Stored entries:

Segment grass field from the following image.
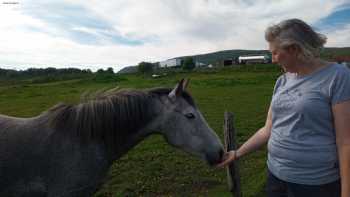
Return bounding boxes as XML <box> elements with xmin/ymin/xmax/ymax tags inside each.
<box><xmin>0</xmin><ymin>65</ymin><xmax>280</xmax><ymax>197</ymax></box>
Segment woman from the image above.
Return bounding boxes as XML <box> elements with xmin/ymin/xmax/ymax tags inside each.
<box><xmin>218</xmin><ymin>19</ymin><xmax>350</xmax><ymax>197</ymax></box>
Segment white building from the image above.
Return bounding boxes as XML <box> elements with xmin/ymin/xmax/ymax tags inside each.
<box><xmin>238</xmin><ymin>55</ymin><xmax>270</xmax><ymax>64</ymax></box>
<box><xmin>159</xmin><ymin>58</ymin><xmax>181</xmax><ymax>68</ymax></box>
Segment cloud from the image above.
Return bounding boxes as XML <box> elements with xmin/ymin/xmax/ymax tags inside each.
<box><xmin>0</xmin><ymin>0</ymin><xmax>350</xmax><ymax>70</ymax></box>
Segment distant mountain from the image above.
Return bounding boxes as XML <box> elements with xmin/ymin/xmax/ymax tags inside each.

→ **WRITTEN REQUEST**
Write out every one of the rows above line for line without changing anything, and leave the pictures out.

→ **ANSWER FOR THE TASK**
Segment grass field from the following image.
Return bounding boxes as XML <box> elements with xmin/ymin/xmax/ymax tags inside each.
<box><xmin>0</xmin><ymin>65</ymin><xmax>280</xmax><ymax>197</ymax></box>
Segment woman from the image above.
Return bounding boxes as XML <box> elements with xmin/ymin/xmax/ymax tags inside each.
<box><xmin>218</xmin><ymin>19</ymin><xmax>350</xmax><ymax>197</ymax></box>
Segment white building from the image above.
Return bounding boxes as XML <box> elements with xmin/ymin/xmax/ymax tags inside each.
<box><xmin>238</xmin><ymin>55</ymin><xmax>270</xmax><ymax>64</ymax></box>
<box><xmin>159</xmin><ymin>58</ymin><xmax>181</xmax><ymax>68</ymax></box>
Segment cloud from the image above.
Return bounding boxes as XML <box> elements with xmin/ymin/xmax/ymax tags inside each.
<box><xmin>0</xmin><ymin>0</ymin><xmax>350</xmax><ymax>70</ymax></box>
Segment distant mountain from the image above.
Return bounding boxes as XML <box> elements with xmin/ymin/xmax/ymax tags inside each.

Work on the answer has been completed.